_Document extract_:
Anthropic CEO: Humans May Hallucinate More Than Advanced AI Systems

Dario Amodei, CEO of Anthropic, recently made bold claims at significant tech events, including VivaTech 2025 in Paris and the “Inaugural Code with Claude” developer day. He announced that modern AI models, particularly the newly released Claude 4 series, can exhibit superior factual accuracy compared to humans in structured scenarios and may hallucinate less frequently when addressing factual and structured questions.
In the realm of artificial intelligence, "hallucination" describes instances where AI tools like ChatGPT, Gemini, Copilot, or Claude misinterpret commands, data, or context. This misinterpretation leads to the AI filling knowledge gaps with assumptions that are not always factual or real, effectively generating fabricated information. Amodei suggests that recent advancements have potentially reversed this situation, primarily within controlled conditions, with humans now potentially hallucinating more than AI in such settings.
To support his assertions, Amodei referenced Anthropic’s internal testing during his keynote at VivaTech. These tests involved Claude 3.5 participating in structured factual quizzes against human participants. The results reportedly demonstrated a significant shift in reliability, indicating Claude 3.5's enhanced precision in straightforward question-answer tasks.

_Exercise brief_: Resume the article on AI hallucination, starting right after its last sentence, which ends with "straightforward question-answer tasks". The items that come after the article on AI hallucination have no connection to it.

_Extracted entries_:
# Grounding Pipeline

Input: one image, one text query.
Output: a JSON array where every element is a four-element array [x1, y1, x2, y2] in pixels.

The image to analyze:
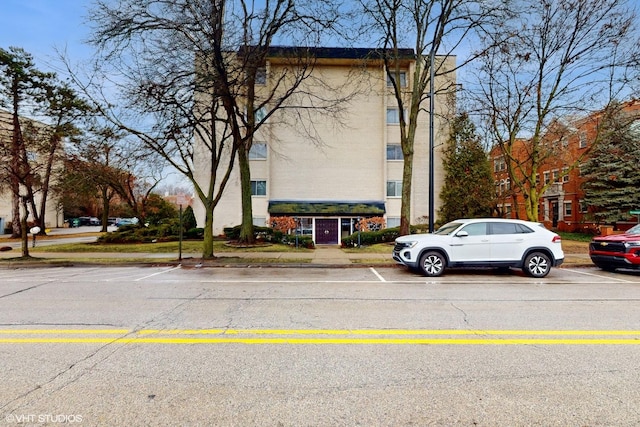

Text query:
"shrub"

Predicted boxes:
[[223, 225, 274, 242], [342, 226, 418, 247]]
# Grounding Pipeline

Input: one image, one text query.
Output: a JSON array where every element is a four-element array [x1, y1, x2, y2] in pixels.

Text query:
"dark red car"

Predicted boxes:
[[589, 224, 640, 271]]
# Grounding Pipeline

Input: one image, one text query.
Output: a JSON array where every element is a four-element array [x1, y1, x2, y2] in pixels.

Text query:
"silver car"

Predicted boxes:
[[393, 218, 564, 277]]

--

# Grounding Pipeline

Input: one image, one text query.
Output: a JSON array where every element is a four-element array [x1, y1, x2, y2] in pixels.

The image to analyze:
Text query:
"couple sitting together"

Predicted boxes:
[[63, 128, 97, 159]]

---

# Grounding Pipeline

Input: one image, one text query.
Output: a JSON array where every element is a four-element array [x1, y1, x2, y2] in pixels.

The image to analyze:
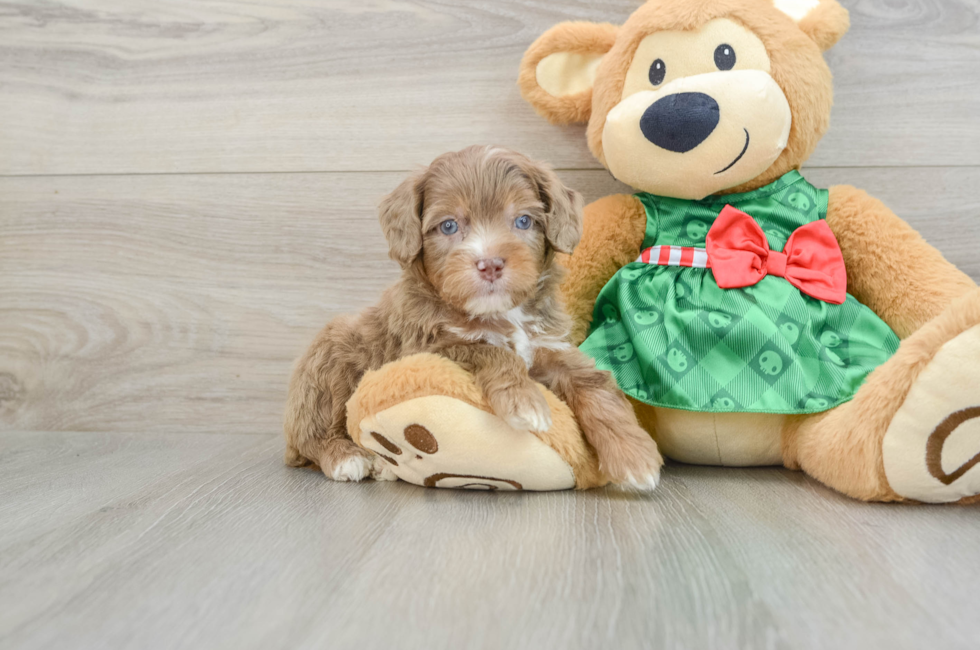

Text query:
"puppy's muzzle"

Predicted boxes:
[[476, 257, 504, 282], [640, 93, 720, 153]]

_Response to the exercise_:
Further elaborating at the developer-focused “Code with Claude” event, where the Claude Opus 4 and Claude Sonnet 4 models were unveiled, Amodei emphasized that the factual accuracy of AI models is heavily dependent on factors such as prompt design, the context provided, and the specific domain of application. This is particularly critical in high-stakes environments such as legal filings or healthcare. He stressed this statement whilst acknowledging a recent legal dispute involving confabulations made by Claude.
Despite these advancements, Amodei promptly admitted that AI hallucinations have not been completely eradicated. He acknowledged that the models remain vulnerable to errors but asserted that they can be used with optimum accuracy if fed the right information and used correctly. The key to minimizing errors lies in careful and proper use.
While modern AI models like the new Claude 4 series are making steady progress towards factual precision, especially in structured tasks, their overall reliability still hinges on appropriate and careful application. As Amodei suggested, effective prompt design and consideration of domain context are critical. In the ongoing interplay between human and artificial intelligence, it is clear that the pursuit of truth and accuracy is a shared endeavor between humans and machines.